▶ [Set exercise]
Emit only the lines from the line containing "on the patch" through the last line of the entries, unchanged.

============

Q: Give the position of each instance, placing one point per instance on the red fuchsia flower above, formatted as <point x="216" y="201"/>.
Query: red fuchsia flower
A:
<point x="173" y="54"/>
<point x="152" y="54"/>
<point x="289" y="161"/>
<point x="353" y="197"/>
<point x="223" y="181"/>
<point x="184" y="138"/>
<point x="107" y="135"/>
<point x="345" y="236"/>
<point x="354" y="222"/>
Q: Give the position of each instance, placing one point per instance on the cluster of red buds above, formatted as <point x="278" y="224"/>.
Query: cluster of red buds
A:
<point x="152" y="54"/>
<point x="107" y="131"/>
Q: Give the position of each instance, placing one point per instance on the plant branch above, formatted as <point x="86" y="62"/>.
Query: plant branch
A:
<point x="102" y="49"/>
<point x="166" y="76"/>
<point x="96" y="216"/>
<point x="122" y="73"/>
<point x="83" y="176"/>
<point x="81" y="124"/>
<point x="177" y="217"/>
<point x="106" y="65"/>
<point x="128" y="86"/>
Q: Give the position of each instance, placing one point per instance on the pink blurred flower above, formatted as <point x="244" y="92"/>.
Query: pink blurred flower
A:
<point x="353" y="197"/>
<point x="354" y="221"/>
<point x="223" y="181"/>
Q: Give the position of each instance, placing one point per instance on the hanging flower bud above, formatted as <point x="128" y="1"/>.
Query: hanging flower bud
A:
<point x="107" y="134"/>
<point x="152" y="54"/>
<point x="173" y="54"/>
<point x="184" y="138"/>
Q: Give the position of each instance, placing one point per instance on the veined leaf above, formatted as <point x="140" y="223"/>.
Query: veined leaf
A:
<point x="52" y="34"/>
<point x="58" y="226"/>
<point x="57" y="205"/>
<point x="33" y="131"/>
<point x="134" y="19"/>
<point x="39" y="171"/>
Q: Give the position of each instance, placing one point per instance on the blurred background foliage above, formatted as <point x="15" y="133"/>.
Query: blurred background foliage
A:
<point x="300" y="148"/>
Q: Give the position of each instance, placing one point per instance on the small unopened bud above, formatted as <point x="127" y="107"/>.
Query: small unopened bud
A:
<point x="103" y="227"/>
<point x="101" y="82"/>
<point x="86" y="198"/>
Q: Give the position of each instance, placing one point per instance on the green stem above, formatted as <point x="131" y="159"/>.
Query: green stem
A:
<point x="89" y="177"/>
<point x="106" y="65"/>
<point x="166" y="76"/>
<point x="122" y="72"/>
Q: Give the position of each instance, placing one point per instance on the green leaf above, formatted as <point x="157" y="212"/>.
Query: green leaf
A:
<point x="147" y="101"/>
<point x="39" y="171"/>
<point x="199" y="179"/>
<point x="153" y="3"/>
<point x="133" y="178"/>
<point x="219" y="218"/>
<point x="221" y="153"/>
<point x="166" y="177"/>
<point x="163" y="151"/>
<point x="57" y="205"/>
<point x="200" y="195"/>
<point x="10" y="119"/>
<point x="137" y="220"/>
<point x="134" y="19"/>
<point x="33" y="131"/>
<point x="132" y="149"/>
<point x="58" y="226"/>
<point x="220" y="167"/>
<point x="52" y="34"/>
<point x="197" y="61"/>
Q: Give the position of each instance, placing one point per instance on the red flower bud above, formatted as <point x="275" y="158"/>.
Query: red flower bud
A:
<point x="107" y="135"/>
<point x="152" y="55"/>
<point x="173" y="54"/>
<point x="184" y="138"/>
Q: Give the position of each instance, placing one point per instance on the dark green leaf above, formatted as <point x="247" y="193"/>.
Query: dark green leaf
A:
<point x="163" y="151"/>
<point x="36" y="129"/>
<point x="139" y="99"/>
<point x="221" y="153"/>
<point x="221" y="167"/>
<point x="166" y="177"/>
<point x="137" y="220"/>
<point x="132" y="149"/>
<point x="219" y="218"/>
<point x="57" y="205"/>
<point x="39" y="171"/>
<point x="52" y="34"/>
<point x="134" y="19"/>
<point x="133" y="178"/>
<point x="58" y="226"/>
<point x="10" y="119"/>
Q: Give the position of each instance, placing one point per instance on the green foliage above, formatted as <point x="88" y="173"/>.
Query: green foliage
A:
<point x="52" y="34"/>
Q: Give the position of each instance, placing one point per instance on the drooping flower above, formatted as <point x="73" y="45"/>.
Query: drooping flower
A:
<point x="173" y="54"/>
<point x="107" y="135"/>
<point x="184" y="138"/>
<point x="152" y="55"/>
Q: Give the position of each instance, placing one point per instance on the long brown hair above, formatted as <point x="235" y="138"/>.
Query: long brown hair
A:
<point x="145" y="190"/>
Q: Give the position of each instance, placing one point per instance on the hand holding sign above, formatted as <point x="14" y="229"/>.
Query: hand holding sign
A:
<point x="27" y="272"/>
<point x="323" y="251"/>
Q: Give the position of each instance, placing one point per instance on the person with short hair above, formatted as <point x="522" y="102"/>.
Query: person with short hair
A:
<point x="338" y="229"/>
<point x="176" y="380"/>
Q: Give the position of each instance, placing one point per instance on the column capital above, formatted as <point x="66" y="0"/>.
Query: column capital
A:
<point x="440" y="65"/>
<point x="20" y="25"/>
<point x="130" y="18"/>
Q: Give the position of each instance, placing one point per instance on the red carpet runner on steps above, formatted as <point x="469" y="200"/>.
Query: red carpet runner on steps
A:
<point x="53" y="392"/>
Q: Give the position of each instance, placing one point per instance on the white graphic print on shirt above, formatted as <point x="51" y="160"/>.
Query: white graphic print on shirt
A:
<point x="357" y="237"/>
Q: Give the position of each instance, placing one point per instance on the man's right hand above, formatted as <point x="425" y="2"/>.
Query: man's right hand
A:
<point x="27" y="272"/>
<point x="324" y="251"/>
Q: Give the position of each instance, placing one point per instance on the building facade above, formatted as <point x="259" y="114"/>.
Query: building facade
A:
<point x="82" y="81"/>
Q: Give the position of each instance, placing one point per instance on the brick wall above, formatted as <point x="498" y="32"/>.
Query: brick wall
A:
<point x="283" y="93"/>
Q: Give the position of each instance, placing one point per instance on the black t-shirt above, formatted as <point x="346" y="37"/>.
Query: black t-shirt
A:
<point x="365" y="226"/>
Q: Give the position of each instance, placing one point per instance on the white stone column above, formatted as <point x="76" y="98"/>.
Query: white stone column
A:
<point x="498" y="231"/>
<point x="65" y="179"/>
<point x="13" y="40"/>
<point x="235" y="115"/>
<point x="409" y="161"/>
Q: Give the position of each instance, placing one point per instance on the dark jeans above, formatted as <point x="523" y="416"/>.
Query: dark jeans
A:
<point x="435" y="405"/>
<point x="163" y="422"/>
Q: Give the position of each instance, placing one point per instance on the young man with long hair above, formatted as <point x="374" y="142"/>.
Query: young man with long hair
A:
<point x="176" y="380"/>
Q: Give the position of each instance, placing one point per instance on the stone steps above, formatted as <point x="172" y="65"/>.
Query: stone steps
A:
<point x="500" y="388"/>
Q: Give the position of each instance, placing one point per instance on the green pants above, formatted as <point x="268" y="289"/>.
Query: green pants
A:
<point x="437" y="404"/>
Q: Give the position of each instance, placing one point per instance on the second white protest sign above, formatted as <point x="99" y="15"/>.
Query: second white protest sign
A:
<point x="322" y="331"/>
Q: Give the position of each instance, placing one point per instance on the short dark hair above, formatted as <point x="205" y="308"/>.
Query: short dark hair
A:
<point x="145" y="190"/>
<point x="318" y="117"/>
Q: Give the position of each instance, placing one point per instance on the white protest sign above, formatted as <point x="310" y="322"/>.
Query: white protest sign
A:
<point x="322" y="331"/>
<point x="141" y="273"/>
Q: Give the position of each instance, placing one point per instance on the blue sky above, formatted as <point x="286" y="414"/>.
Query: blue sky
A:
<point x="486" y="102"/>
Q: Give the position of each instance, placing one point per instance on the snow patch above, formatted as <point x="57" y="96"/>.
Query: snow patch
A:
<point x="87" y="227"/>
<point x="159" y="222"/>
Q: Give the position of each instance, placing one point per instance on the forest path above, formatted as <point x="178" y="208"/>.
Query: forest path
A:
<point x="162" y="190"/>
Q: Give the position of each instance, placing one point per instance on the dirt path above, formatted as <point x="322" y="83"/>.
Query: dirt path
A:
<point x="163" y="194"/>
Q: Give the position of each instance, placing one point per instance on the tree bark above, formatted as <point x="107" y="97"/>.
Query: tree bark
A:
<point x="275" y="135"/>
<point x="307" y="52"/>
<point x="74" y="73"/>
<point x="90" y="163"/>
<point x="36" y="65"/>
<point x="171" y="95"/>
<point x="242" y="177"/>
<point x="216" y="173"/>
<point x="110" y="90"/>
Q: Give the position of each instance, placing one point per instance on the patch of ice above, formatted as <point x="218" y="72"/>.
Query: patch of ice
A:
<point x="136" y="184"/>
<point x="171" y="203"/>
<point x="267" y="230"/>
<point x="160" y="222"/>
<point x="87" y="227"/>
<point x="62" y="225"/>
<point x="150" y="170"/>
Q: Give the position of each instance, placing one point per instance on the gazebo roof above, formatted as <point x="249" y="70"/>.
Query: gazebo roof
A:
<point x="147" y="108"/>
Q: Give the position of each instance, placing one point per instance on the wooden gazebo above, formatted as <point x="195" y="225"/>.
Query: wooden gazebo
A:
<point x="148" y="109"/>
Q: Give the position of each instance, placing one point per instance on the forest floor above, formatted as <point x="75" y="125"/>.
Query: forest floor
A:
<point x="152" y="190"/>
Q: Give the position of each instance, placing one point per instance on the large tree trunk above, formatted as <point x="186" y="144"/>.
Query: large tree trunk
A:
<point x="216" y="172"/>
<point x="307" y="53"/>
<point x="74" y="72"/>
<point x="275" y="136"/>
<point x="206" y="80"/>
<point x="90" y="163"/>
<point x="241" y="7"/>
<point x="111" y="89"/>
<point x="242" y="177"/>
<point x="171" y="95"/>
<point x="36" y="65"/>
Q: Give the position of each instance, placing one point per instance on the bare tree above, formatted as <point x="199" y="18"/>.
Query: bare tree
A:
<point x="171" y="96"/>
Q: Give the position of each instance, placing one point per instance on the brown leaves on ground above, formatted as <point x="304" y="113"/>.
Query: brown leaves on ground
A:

============

▶ [Exercise response]
Q: Give the position of each instance, placing one point per instance on the patch of ice above, formatted as <point x="218" y="72"/>.
Query: patch of ice
A:
<point x="136" y="184"/>
<point x="171" y="203"/>
<point x="267" y="230"/>
<point x="160" y="222"/>
<point x="87" y="227"/>
<point x="62" y="225"/>
<point x="150" y="170"/>
Q: Give the position of each instance, placing one point per instance on the gazebo roof above, formatted as <point x="249" y="70"/>.
Query: gazebo roof
A:
<point x="147" y="108"/>
Q: Give the position of each instance, placing one point per instance on the wooden gazebo above, formatted as <point x="195" y="225"/>.
Query: wooden gazebo
A:
<point x="148" y="109"/>
Q: Give the position of each instance, placing one point per instance on the forest floor above, formatted as <point x="75" y="125"/>.
Query: forest floor
A:
<point x="152" y="190"/>
Q: Give the position of each instance, placing one point per instance on the large tree trunk above, formatted as <point x="186" y="144"/>.
Query: large tree trunk
A:
<point x="216" y="172"/>
<point x="307" y="53"/>
<point x="74" y="72"/>
<point x="275" y="136"/>
<point x="206" y="80"/>
<point x="90" y="163"/>
<point x="241" y="7"/>
<point x="111" y="89"/>
<point x="242" y="177"/>
<point x="171" y="95"/>
<point x="36" y="65"/>
Q: Give the position of each instance, placing one point per instance on the bare tree above, formatted as <point x="199" y="18"/>.
Query: bare tree
A:
<point x="171" y="96"/>
Q: Give the position of each instance, placing one point per instance on the brown leaves on ground above, formatted as <point x="304" y="113"/>.
Query: brown leaves on ground
A:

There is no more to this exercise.